*Task instructions:*
Select every line in the records below that contains the word "woman", and copy each one.

*Data for processing:*
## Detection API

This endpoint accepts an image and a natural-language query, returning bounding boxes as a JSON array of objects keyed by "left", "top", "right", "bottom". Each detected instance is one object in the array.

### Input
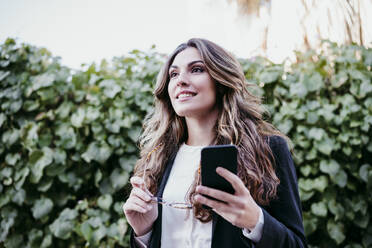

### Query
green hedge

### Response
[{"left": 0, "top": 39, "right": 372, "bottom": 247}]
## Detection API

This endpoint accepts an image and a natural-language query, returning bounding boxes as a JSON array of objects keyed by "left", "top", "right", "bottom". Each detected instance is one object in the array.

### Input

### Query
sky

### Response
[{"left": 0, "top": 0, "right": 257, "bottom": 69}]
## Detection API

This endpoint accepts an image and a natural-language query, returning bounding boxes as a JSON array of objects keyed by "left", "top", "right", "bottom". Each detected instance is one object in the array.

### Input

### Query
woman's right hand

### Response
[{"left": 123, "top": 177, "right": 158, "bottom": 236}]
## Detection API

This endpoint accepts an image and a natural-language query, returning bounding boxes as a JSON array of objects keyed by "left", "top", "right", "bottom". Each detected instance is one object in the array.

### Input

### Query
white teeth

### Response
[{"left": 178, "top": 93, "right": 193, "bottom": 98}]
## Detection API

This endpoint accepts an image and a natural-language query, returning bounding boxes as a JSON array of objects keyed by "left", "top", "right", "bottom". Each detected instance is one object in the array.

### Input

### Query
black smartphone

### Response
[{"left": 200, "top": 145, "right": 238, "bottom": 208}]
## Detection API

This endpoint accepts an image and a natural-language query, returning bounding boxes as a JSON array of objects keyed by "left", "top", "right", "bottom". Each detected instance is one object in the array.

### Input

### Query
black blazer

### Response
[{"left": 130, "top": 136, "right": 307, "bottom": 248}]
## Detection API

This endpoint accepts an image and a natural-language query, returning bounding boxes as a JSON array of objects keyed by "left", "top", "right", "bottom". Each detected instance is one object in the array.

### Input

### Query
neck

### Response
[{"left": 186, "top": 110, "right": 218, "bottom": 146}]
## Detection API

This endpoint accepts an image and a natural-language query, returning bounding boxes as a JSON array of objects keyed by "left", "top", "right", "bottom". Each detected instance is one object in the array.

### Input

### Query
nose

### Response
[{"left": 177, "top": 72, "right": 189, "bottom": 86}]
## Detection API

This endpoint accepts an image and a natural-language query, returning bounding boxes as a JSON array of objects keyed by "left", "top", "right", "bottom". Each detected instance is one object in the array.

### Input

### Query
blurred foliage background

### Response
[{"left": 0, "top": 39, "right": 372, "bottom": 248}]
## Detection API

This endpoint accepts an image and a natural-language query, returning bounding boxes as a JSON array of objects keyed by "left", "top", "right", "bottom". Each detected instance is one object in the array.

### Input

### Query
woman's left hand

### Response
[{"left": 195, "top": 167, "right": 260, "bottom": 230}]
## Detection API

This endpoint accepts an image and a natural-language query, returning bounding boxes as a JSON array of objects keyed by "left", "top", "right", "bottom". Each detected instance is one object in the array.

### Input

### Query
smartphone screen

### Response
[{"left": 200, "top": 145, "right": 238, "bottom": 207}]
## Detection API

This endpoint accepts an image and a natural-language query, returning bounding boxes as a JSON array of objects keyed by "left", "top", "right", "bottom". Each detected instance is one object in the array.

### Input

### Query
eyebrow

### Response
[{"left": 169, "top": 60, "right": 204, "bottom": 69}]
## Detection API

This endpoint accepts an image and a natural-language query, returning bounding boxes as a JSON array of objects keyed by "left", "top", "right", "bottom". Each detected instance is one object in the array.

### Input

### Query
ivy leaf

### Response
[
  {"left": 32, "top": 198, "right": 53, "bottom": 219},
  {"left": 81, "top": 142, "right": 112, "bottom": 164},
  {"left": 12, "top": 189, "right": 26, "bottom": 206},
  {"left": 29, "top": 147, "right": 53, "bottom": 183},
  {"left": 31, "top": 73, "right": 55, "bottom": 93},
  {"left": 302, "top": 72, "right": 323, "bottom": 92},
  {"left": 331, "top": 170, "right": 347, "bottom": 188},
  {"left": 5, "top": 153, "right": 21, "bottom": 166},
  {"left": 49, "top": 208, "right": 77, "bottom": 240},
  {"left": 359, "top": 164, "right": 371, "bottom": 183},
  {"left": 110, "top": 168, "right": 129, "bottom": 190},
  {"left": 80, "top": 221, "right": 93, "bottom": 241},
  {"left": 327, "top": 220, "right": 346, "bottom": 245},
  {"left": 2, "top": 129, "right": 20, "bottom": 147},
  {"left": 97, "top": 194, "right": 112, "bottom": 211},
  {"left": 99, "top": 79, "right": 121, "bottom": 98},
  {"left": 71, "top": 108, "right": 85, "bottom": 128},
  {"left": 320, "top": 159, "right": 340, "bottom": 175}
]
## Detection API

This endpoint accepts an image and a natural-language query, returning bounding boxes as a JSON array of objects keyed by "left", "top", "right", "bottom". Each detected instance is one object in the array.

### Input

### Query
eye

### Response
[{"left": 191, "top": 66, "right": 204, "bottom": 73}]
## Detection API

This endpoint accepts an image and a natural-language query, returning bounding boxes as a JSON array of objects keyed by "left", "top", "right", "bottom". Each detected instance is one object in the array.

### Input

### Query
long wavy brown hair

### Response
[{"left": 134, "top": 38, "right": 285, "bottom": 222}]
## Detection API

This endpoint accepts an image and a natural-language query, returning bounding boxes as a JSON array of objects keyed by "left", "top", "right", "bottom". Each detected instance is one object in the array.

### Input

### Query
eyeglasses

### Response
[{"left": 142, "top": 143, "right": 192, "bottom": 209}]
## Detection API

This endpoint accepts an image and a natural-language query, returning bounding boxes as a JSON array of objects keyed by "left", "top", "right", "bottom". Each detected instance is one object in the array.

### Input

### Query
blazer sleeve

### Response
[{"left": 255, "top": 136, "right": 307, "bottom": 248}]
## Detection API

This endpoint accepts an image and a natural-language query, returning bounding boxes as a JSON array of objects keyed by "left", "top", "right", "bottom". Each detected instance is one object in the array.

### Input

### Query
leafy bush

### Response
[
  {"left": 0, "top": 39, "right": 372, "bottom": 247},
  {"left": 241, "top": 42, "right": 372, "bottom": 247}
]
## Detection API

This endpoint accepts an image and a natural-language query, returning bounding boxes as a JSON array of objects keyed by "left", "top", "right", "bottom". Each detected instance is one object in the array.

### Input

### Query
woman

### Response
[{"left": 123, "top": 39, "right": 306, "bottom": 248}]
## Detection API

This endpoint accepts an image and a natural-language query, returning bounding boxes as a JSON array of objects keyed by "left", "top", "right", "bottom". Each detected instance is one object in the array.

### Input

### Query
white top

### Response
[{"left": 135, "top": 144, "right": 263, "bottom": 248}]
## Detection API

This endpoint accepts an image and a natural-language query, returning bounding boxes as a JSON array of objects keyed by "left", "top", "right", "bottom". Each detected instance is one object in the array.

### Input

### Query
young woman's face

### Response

*Solution:*
woman's right hand
woman's left hand
woman
young woman's face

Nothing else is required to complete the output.